# [BRIEF]
Extract every line from the records below that contains the word "each", and copy those lines in full.

# [STORED RECORDS]
•••••
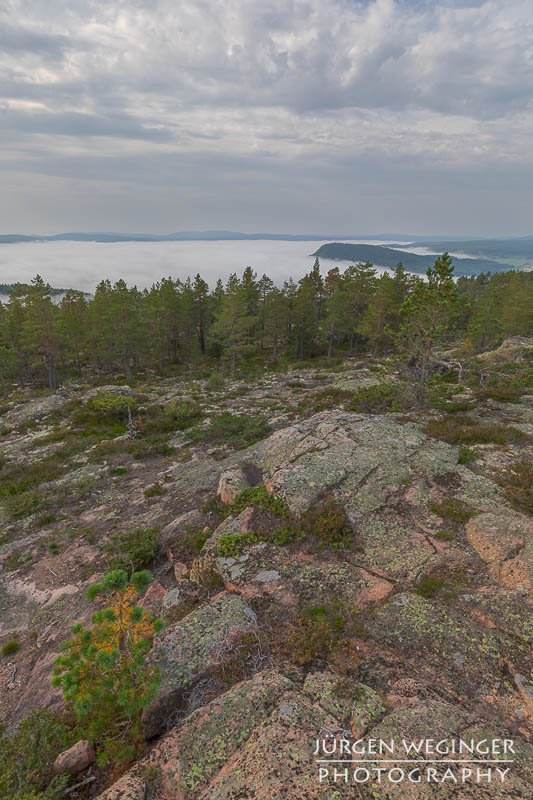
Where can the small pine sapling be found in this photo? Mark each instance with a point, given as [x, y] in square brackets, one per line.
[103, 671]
•••••
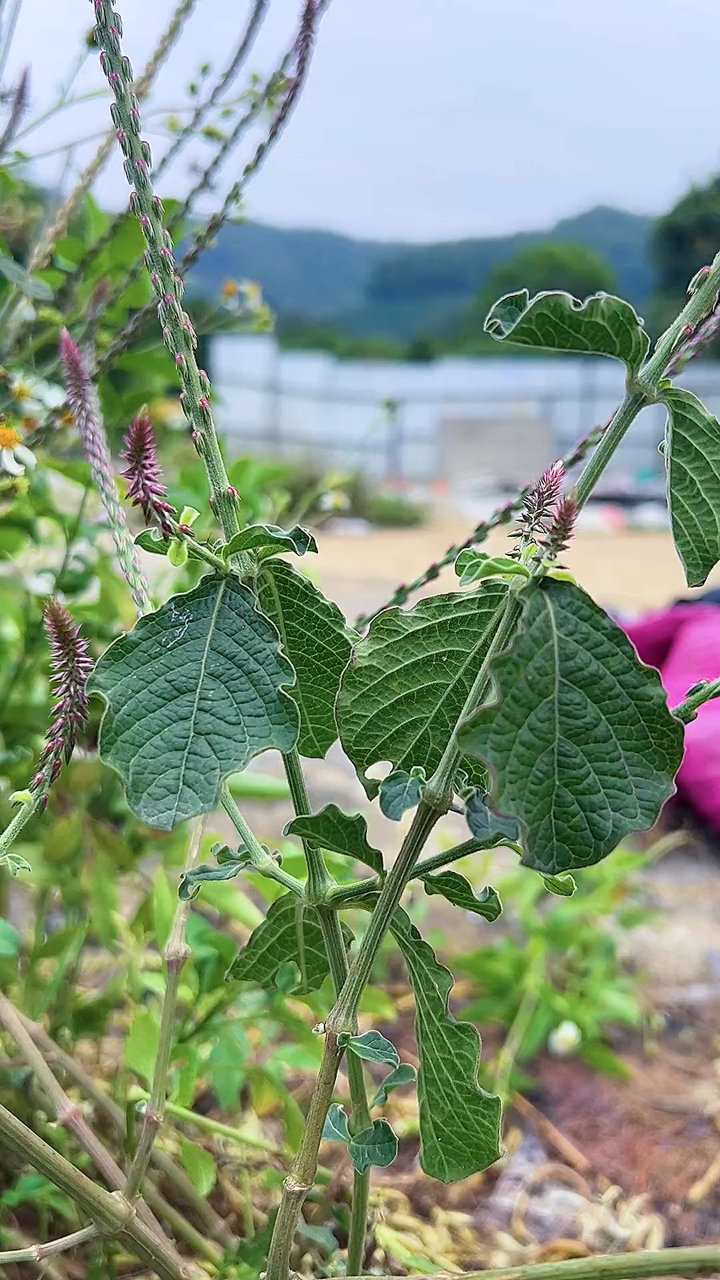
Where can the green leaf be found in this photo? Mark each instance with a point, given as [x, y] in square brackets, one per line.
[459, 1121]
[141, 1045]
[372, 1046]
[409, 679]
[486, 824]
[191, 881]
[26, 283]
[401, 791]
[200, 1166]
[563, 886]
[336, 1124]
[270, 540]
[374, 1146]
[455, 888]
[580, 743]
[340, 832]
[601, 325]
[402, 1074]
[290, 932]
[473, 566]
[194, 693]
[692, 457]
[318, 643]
•••••
# [SOLUTION TO THE EXERCISE]
Where can the small pine sapling be found in this photo? Mark each instance with a point, given as [x, y] in square brackets, one per line.
Where can the green leaf be found in this photo? Mark each instance with a point, given as [x, y] in square brackets, one per line.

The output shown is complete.